This week has been a great Public Relations triumph for the Malaysian Anti-Corruption Commission (MACC) but a major setback for Malaysia’s war against corruption, particularly “Grand Corruption” by top political and public personalities.
How much of Malaysian public taxpayers’ money was spent for MACC to host the 6th International Association of Anti-Corruption Authorities (IAACA) and General Meeting 2012?
It was clearly well-spent for MACC and the Barisan Nasional Government from the harvest of superlative praises showered on Malaysia – which were all music to the ears of the Prime Minister, Datuk Seri Najib Razak and the MACC officers, from the plaudits by the IAACA participants commending Malaysia’s “serious efforts” at tackling corruption to praises for the Prime Minister himself “as someone very serious about the priority he has given to fighting corruption”.
Those who do not know the true situation would be excused for thinking that Malaysia must be one of the top 20 if not top 10 countries in the annual Transparency International (TI) Corruption Perception Index (CPI) ranking and score in terms of being least corrupt nations in the world.
But the facts tell a very different story.
The 2011 TI CPI released last December was in fact Malaysia’s worst international report card on the anti-corruption front in 17 years since the introduction of the annual TI CPI, both in ranking and score, plunging from No.23 placing in 1995 to the worst ever of No. 60, as well as registering the lowest-ever score of 4.3 when Malaysia scored 5.28 in 1995 and 5.32 in 1996!
Is such a dismal anti-corruption record something for the MACC to celebrate by playing host to the 6th International Association of Anti-Corruption Authorities (IAACA) and General Meeting 2012?
But apparently, this glaring blemish and in fact national shame for Malaysia and the MACC had also been looked after, with the MACC arranging for a member of the Malaysian Anti-Corruption Academy (MACA) international advisory board, Dmitri Vlassis, who is chief of the Corruption and Economic Crime Branch of the United Nations Office on Drugs and Crime (UNODC), to decry and discredit the TI Corruption Perception Index, dismissing it as “outdated as it is unable to accurately account for complexities in the countries it ranks”, “counter-productive” and “does not serve anyone’s purpose”.
Vlassis said each country responded differently in tackling corruption and as such, a country should be compared with itself and not others.
Even when comparing with itself and not others, the ineluctable fact is that the TI CPI 2011 is the worst ranking and lowest-ever score for Malaysia in 17 years, highlighting the tragic fact that corruption under Najib’s premiership is worse than the five years under Tun Abdullah and 22 years under Tun Mahathir!
Malaysia’s TI CPI ranking and score, which ranges between 10 (highly clean) and 0 (highly corrupt), from 1995 to 2011 are as follows:
Year | CPI Rank | CPI score |
---|---|---|
1995 | 23 | 5.28 |
1996 | 26 | 5.32 |
1997 | 32 | 5.01 |
1998 | 29 | 5.3 |
1999 | 32 | 5.1 |
2000 | 36 | 4.8 |
2001 | 36 | 5.0 |
2002 | 33 | 4.9 |
2003 | 37 | 5.2 |
2004 | 39 | 5.0 |
2005 | 39 | 5.1 |
2006 | 44 | 5.0 |
2007 | 43 | 5.1 |
2008 | 47 | 5.1 |
2009 | 56 | 4.5 |
2010 | 56 | 4.4 |
2011 | 60 | 4.3 |
It is indeed shocking and even outrageous that a senior official from the UN Office in Drugs and Crime (UNODC) could be calling on Malaysians to ignore the TI CPI 2011 on Malaysia’s 17-year worst-ever 60th ranking and lowest-ever 4.3 score.

* _Written task a_: In the listing, update the lines between the one holding "Category: floor level seating" and the end of the listing, inclusive, so that "stairway" becomes "staircase" and nothing else changes. Return only those lines.

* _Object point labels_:
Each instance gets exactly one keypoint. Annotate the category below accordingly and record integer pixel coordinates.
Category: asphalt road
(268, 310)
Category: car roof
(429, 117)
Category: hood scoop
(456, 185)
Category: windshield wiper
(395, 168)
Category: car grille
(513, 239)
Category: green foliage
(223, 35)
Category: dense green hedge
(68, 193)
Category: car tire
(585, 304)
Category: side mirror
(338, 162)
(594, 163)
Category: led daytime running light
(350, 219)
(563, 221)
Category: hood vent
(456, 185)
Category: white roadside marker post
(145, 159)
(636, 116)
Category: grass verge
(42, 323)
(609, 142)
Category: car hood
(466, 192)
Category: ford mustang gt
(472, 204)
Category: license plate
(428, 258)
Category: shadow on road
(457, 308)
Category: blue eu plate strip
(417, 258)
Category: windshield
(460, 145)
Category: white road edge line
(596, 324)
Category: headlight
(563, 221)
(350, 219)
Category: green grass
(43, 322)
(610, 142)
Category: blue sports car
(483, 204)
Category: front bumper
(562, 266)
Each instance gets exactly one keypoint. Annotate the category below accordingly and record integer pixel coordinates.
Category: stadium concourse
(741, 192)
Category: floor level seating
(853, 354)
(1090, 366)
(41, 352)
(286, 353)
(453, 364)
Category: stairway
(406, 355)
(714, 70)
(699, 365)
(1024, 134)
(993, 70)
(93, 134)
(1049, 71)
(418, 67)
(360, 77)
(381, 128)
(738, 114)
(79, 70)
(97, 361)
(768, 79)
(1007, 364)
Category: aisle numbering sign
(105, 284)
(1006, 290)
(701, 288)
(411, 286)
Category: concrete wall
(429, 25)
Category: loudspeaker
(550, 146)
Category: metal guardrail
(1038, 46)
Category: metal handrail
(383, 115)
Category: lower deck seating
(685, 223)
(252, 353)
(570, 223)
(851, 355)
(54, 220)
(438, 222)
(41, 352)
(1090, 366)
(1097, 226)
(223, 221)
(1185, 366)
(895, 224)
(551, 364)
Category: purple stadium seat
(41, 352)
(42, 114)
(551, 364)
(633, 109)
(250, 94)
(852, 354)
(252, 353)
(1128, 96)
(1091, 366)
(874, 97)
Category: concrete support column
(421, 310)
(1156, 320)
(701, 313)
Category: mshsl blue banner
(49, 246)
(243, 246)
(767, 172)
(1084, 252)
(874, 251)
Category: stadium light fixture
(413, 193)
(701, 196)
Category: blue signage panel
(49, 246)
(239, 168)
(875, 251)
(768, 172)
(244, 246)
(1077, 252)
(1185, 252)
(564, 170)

* _Written task b_: Continue the commentary on Malaysia's anti-corruption record from where it stops.

* _Written reply a_:
Category: floor level seating
(853, 354)
(1090, 366)
(41, 352)
(286, 353)
(453, 364)
Category: staircase
(406, 355)
(714, 70)
(699, 365)
(1024, 134)
(993, 70)
(93, 134)
(1049, 71)
(418, 67)
(360, 77)
(381, 128)
(738, 114)
(79, 70)
(97, 361)
(768, 79)
(1007, 364)
Category: aisle numbering sign
(105, 284)
(1006, 290)
(701, 288)
(411, 286)
Category: concrete wall
(429, 25)
Category: loudspeaker
(550, 146)
Category: metal guardrail
(1038, 46)
Category: metal handrail
(383, 115)
Category: lower deck seating
(685, 223)
(252, 353)
(570, 223)
(851, 355)
(54, 220)
(438, 222)
(41, 352)
(1090, 366)
(1097, 226)
(223, 221)
(1185, 366)
(895, 224)
(551, 364)
Category: purple stadium seat
(41, 352)
(42, 114)
(551, 364)
(633, 109)
(250, 94)
(852, 354)
(252, 353)
(1128, 96)
(1091, 366)
(874, 97)
Category: concrete support column
(421, 310)
(1156, 320)
(701, 313)
Category: mshsl blue banner
(49, 246)
(243, 246)
(767, 172)
(1084, 252)
(874, 251)
Category: stadium light fixture
(413, 193)
(701, 196)
Category: blue signage panel
(49, 246)
(239, 168)
(875, 251)
(768, 172)
(244, 246)
(1077, 252)
(1185, 252)
(564, 170)

* _Written reply b_:
What type of a United Nations anti-corruption officer is this?
Unlike MACC and anti-corruption globetrotters like Dimitri Vlassis, Malaysians remember that in 2004, the then new Prime Minister Datuk Seri Abdullah Ahmad Badawi announced with great fanfare the National Integrity Plan with the five-year target to improve Malaysia’s TI CPI from 37th place in 2003 to at least 30th position in 2008 and the 5.2 CPI score for Malaysia in 2003 to at least 6.5 by 2008.
Malaysia not only failed to reach these TI CPI targets of at least 30th ranking and 6.5 score in 2008, we are now double the ranking at No. 60 with lowest-ever score of 4.3 in the 2011 TI CPI!
It is most worrying that neither the Najib administration nor MACC seems worried or concerned by the trend of Malaysia being left far behind other countries in the fight against corruption in the past 17 years, including countries which had been down the list of the TI CPI ranking behind Malaysia like China, Thailand, India and Indonesia.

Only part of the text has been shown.